--- Task details ---
Locate each line in the records below that contains the word "near", and copy every such line.

Position identification records:
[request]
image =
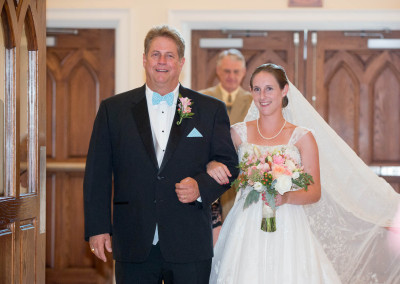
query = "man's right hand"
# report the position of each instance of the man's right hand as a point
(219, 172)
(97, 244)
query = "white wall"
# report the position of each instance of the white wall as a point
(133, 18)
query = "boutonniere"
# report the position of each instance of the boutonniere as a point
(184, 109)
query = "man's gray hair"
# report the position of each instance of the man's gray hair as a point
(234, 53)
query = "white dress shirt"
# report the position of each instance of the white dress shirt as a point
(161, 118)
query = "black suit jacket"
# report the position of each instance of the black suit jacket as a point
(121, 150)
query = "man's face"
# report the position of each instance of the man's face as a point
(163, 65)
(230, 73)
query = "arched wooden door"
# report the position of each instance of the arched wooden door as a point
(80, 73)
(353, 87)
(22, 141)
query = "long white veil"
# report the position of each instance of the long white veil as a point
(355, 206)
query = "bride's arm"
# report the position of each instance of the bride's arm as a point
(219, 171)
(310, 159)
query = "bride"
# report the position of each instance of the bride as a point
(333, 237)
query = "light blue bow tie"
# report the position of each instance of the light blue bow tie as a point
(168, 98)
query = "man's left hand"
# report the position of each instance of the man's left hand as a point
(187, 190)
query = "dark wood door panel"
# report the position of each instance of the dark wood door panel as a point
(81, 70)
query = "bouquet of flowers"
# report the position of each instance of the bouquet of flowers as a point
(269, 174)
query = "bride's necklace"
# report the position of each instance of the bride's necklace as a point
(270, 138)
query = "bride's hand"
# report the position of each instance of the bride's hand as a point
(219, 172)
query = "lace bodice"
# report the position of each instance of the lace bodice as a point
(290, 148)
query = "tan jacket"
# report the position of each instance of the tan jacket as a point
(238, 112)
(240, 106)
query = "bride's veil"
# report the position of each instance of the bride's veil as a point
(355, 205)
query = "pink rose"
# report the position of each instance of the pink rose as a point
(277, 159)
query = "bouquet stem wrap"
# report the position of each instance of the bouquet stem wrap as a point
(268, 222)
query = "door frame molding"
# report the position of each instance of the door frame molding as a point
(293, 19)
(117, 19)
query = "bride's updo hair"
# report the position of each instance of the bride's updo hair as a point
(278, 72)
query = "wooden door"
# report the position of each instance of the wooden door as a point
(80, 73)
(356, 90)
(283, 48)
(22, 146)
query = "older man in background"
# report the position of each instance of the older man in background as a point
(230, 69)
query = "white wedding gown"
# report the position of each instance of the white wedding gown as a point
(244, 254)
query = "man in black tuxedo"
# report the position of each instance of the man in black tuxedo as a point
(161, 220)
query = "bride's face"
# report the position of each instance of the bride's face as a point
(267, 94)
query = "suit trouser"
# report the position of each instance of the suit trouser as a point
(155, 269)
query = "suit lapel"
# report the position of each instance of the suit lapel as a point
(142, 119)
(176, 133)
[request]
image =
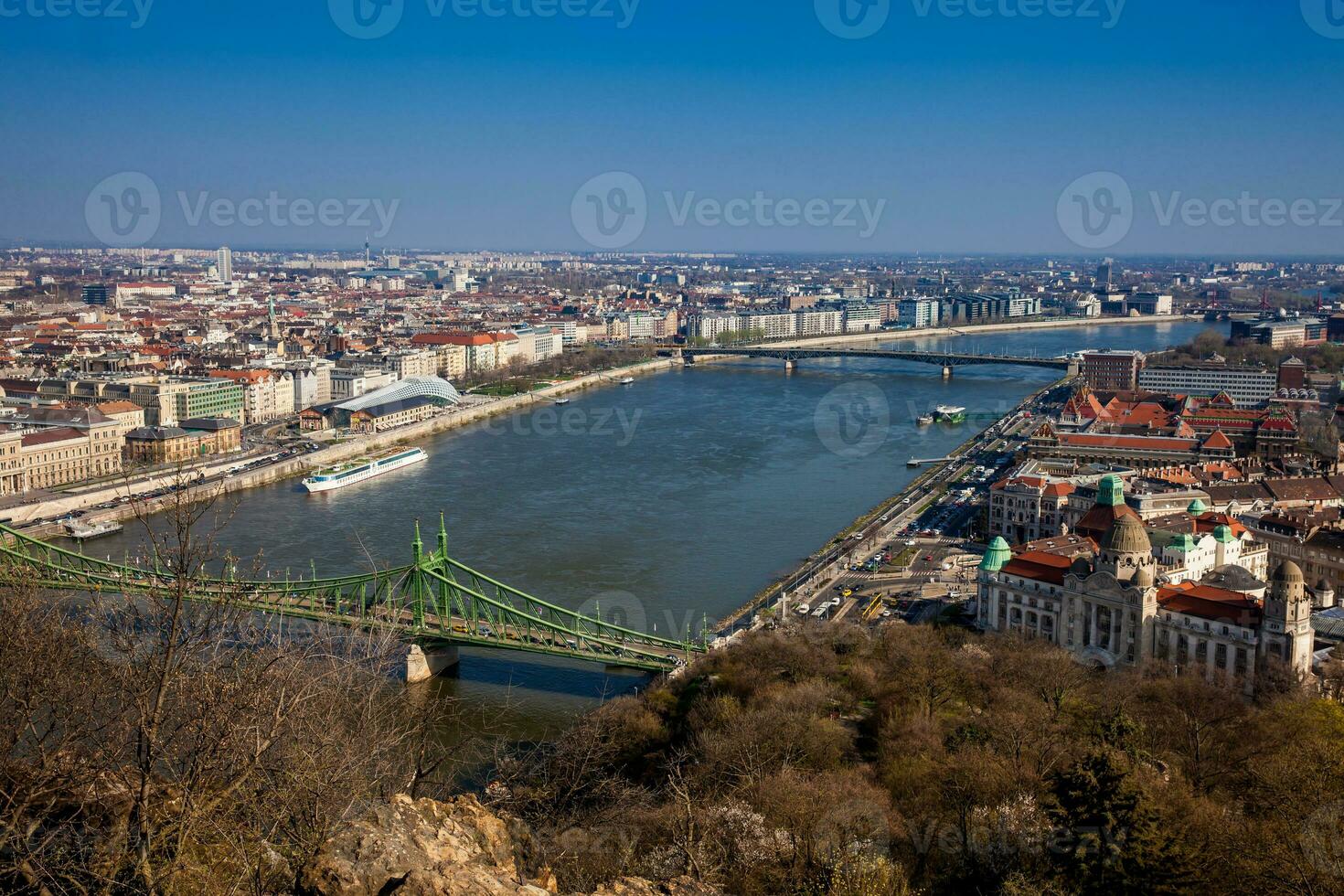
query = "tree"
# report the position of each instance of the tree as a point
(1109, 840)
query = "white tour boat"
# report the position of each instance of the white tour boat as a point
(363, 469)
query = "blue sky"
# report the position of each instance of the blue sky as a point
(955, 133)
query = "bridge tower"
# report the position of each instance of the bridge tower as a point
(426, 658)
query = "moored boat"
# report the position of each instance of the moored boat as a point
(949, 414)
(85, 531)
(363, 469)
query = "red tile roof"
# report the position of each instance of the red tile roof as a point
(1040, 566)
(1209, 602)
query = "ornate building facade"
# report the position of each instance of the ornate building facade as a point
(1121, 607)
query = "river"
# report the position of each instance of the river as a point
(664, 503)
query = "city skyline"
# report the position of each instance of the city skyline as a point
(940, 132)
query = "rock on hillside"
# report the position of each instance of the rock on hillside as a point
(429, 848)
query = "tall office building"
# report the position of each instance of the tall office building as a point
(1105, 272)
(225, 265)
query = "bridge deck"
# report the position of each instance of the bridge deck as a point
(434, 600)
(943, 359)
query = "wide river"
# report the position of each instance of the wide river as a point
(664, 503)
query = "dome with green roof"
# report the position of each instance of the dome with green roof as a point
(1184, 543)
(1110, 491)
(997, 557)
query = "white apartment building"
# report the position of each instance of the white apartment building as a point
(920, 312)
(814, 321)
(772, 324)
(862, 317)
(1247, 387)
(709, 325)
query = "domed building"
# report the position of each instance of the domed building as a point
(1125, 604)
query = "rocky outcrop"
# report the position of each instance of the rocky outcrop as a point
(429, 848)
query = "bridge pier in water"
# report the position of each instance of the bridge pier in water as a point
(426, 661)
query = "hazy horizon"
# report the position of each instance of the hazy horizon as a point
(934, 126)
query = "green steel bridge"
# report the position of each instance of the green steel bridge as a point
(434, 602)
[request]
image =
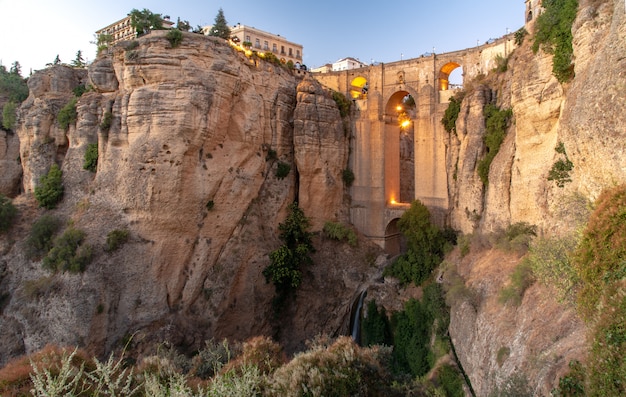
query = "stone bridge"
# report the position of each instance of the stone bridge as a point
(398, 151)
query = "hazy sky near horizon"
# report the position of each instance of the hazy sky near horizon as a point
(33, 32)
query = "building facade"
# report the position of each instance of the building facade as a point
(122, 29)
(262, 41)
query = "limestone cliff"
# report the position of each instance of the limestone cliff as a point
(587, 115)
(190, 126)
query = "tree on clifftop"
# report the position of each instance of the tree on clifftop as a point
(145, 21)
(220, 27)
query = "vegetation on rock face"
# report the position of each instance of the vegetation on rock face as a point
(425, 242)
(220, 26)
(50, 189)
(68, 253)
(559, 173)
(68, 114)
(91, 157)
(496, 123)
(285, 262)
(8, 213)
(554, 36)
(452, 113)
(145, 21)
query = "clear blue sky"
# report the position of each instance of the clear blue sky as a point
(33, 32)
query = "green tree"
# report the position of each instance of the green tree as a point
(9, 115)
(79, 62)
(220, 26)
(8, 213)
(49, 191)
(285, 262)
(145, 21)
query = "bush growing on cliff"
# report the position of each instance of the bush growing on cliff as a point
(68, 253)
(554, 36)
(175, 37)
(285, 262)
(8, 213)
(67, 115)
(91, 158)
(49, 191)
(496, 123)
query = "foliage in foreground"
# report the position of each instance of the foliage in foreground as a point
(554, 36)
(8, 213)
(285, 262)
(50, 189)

--- Answer for the task ---
query = "hazy sky near horizon"
# report the position of each instance of the hazy sky near horizon as a point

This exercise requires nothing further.